DESCRIPTION OF THE TASK. Check every line below for the word "white" and copy each one that has it.
══════════════════════════════
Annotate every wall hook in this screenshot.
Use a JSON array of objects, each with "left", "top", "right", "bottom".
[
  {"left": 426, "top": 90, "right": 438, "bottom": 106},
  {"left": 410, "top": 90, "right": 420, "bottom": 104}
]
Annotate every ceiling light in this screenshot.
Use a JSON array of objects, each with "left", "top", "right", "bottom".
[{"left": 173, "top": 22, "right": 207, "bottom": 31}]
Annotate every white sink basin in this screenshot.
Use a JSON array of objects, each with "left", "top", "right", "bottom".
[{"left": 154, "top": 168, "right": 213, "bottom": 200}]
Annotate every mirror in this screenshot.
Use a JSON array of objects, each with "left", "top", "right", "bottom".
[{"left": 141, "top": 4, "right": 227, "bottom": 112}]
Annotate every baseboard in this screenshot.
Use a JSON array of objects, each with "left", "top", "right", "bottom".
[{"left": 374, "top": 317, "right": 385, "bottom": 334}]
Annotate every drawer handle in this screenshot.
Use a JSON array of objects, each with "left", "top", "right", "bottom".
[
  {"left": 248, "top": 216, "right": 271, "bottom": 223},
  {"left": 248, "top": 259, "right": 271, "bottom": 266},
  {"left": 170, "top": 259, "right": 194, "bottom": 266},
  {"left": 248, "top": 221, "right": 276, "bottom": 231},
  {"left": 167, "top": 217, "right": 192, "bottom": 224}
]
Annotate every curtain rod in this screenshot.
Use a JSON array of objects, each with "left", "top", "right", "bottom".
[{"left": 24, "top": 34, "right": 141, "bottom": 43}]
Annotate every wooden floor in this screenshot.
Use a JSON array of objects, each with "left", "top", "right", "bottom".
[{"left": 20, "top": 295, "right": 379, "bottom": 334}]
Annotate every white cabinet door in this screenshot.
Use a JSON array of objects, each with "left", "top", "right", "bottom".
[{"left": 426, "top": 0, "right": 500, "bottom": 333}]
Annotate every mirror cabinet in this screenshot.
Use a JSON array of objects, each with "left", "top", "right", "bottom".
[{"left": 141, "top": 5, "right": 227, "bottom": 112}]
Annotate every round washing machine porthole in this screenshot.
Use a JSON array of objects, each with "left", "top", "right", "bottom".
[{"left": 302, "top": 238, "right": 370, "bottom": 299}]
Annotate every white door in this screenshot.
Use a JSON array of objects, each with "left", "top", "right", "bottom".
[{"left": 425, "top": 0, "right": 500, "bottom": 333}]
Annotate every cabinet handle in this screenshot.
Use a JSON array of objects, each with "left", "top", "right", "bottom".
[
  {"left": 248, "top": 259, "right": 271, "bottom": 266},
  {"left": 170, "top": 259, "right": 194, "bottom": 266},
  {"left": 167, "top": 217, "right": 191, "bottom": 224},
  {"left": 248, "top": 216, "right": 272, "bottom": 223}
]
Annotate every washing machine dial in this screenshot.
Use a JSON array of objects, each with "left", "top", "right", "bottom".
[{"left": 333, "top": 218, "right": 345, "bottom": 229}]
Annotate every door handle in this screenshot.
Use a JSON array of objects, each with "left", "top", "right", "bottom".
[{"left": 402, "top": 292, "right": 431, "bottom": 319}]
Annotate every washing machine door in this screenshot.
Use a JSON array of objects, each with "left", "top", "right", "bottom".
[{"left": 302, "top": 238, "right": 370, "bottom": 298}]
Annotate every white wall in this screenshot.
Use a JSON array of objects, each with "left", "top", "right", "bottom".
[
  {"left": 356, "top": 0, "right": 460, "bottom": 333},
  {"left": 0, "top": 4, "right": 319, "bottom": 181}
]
══════════════════════════════
EXERCISE ANSWER.
Annotate every white sink basin in this screenshot.
Annotate every white cabinet door in this screenshot.
Annotate every white door in this screenshot.
Annotate every white wall in this screenshot.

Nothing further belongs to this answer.